_Task goal_
In the passage on Latin rectangles below, rewrite the part from "A $k \times" to "and trace $0$.", substituting "reduced" for every occurrence of "normalised".

_Document extract_
------------------------------------------------------------

A $k \times n$ Latin rectangle is an $k \times n$ matrix with symbols from $\mathbb{Z}_n$ in which each symbol occurs exactly once in each row and at most once in each column. A Latin rectangle is called normalised if its first row is $(0,1,\ldots,n-1)$. Given a $5 \times n$ normalised Latin rectangle $L=(l_{ij})$ we can construct a $n \times n$ $(0,1)$-matrix $T=(t_{ij})$ by setting $t_{ij}=1$ if symbol $j$ appears in column $i$ of $L$ (and $t_{ij}=0$ otherwise). We see that every row and every column of $T$ contains exactly $5$ copies of the symbol $1$. Moreover, since $L$ is normalised, $t_{ii}=1$ for all $i \in \mathbb{Z}_n$. Let $T'$ be formed from $T$ by setting main diagonal of $T$ to $(0,0,\ldots,0)$. Then $T'$ contains row sum $4$ and column sum $4$ and trace $0$.

------------------------------------------------------------

_Data rows_
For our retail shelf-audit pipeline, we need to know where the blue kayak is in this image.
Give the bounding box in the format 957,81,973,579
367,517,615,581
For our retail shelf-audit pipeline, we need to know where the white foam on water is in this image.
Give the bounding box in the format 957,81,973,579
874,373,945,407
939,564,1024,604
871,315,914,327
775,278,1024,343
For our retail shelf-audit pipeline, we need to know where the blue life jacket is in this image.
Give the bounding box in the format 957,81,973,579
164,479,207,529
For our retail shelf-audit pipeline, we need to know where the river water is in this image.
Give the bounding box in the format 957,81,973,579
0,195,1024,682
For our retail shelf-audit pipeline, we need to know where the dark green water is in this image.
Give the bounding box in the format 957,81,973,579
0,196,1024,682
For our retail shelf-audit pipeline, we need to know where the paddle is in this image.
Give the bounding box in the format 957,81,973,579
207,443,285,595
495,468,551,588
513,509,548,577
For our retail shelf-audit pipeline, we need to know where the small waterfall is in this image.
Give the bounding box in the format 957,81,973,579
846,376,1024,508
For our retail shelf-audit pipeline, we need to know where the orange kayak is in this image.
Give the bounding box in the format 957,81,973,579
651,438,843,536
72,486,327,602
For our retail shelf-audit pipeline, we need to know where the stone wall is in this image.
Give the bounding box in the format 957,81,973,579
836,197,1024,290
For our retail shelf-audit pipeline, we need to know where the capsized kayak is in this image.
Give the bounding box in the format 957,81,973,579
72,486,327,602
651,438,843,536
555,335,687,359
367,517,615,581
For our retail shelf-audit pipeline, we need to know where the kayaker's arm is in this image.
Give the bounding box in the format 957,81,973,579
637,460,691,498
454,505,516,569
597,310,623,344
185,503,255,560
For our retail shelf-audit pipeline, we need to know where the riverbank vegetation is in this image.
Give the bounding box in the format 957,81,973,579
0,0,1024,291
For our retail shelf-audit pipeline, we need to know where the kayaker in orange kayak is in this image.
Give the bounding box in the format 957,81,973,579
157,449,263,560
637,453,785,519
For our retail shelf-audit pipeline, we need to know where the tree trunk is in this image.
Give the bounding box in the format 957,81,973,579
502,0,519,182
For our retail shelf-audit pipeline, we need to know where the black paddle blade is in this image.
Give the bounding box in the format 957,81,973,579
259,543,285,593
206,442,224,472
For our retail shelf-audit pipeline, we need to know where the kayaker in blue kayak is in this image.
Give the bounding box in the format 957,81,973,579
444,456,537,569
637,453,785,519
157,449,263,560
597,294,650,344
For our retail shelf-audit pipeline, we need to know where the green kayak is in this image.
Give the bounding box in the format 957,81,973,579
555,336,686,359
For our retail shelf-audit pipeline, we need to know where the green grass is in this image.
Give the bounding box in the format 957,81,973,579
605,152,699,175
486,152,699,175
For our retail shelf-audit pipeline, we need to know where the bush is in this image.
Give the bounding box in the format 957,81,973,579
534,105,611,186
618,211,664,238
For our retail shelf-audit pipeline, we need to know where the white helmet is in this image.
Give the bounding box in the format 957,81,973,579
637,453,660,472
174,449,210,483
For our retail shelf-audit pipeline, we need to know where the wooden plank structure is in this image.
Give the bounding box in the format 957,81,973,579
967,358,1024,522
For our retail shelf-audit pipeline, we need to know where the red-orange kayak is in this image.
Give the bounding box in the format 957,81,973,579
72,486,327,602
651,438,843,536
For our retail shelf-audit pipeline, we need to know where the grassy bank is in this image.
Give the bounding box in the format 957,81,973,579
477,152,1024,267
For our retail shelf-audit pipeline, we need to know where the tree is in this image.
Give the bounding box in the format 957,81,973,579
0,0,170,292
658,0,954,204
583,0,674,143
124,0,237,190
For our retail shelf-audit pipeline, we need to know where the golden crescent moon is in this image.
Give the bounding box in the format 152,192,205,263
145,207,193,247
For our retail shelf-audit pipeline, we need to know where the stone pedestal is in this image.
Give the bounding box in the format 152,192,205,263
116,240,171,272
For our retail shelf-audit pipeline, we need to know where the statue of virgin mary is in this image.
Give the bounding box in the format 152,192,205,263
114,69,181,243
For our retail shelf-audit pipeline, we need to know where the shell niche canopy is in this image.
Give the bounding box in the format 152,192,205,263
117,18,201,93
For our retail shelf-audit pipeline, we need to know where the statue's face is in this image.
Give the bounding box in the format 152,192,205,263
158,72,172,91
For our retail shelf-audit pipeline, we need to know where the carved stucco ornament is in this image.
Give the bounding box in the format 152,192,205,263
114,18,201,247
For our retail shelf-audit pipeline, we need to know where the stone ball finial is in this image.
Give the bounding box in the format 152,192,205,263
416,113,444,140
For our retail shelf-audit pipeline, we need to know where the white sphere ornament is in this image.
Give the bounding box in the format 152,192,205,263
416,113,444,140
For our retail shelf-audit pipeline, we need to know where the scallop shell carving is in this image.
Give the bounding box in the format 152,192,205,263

------------------------------------------------------------

_Output below_
A $k \times n$ Latin rectangle is an $k \times n$ matrix with symbols from $\mathbb{Z}_n$ in which each symbol occurs exactly once in each row and at most once in each column. A Latin rectangle is called reduced if its first row is $(0,1,\ldots,n-1)$. Given a $5 \times n$ reduced Latin rectangle $L=(l_{ij})$ we can construct a $n \times n$ $(0,1)$-matrix $T=(t_{ij})$ by setting $t_{ij}=1$ if symbol $j$ appears in column $i$ of $L$ (and $t_{ij}=0$ otherwise). We see that every row and every column of $T$ contains exactly $5$ copies of the symbol $1$. Moreover, since $L$ is reduced, $t_{ii}=1$ for all $i \in \mathbb{Z}_n$. Let $T'$ be formed from $T$ by setting main diagonal of $T$ to $(0,0,\ldots,0)$. Then $T'$ contains row sum $4$ and column sum $4$ and trace $0$.